The Sun is a G-type star, also known as a yellow dwarf. These types of stars are common, and so are their slightly lower-mass cousins, K-type stars, which are also known as orange dwarfs. They're cooler than the Sun, warmer than red dwarfs, and like G-type stars, are also stable and long-lived.
While stars like the Sun will "live" on the main sequence for about 10 billion years, K-type orange dwarfs can live for multiple tens of billions of years: from about 20 to 70 billion years.
That long-lived stability puts them on the radar for astronomers studying stellar habitability. There are about twice as many K-type stars as G-type stars in the solar neighbourhood.
A team of astronomers has completed a census of more than 2,000 K-type stars in the Sun's neighborhood. They captured detailed spectra for hundreds of them that reveal their ages, spins, temperatures, and locations in the Milky Way. These factors contribute to the habitability of exoplanets that orbit them.
The researchers presented their results at the 247th meeting of the American Astronomical Society. Sebastián Carrazco-Gaxiola, lead author and astronomy graduate student at Georgia State University, presented them. A related paper submitted to The Astronomical Journal helps explain the results. It's also available on the preprint server arXiv.
"This survey marks the first comprehensive look at thousands of the Sun's lower-mass cousins," lead author Carrazco-Gaxiola said in a press release.
"These stars, known as 'K dwarfs,' are commonly found throughout space, and they provide a long-term, stable environment for their planetary companions."
The search for habitability is a massive undertaking. The Milky Way contains at least 100 billion stars, possibly as many as 400 billion stars, but astronomers don't know for certain.
Anything that helps researchers effectively sift through this bewildering number of stars is valuable. Especially since the detailed observations of individual stars and exoplanets necessary to constrain habitability consume so many resources.
Results like these help narrow the search and let astronomers use observational resources more effectively.

▶ [MATERIAL]:

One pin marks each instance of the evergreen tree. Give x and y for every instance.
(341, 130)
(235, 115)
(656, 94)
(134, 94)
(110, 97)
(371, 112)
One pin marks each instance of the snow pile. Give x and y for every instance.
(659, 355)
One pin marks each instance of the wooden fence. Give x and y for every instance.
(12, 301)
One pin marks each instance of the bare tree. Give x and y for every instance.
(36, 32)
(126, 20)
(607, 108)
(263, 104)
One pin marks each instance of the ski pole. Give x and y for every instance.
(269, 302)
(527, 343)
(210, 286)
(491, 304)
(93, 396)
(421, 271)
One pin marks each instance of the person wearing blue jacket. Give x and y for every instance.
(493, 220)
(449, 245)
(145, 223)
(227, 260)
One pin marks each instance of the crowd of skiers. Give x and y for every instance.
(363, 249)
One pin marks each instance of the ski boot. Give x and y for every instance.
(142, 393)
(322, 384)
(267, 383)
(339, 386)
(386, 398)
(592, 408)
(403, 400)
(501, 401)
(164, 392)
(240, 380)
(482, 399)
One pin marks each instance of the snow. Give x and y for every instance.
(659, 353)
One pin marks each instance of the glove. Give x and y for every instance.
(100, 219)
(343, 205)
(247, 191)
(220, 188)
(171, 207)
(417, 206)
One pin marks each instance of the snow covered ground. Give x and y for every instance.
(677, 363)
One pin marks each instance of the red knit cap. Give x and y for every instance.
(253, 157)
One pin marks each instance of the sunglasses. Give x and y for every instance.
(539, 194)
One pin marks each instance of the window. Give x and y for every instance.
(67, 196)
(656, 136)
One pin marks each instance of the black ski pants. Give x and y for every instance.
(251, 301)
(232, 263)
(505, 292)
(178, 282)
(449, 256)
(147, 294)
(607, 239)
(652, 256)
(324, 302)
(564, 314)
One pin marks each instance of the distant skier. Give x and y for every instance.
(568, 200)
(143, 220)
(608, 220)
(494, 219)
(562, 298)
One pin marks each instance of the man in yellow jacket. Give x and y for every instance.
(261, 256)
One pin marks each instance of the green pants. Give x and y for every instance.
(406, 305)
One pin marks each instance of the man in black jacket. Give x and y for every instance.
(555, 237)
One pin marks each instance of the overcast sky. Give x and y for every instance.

▶ [WHAT TO PRODUCE]: Please copy the passage on K-type stars above word for word, beginning at the words "The search for" and stopping after "know for certain.".

▶ [SOLUTION FOR THIS PROBLEM]:
The search for habitability is a massive undertaking. The Milky Way contains at least 100 billion stars, possibly as many as 400 billion stars, but astronomers don't know for certain.